*Required action*. For the material below, state how many lines have the word "instance" in them, with no other words.

*The data*.

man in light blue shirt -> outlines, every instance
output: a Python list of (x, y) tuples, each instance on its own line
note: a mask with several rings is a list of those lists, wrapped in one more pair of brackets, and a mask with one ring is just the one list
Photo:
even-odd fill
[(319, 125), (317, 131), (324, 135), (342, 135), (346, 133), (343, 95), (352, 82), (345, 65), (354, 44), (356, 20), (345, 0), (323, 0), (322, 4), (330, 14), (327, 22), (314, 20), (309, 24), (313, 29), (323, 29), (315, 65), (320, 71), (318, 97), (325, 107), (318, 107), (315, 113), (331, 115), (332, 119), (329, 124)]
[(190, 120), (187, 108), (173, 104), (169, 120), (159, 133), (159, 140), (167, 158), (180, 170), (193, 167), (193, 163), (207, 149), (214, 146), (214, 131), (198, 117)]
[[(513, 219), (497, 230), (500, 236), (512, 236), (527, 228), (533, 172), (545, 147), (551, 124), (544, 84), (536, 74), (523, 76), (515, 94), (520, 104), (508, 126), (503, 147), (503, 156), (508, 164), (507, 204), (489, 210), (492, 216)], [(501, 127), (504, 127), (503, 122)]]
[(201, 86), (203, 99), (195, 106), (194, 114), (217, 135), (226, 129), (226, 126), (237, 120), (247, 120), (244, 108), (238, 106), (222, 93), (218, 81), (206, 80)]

*Answer*. 2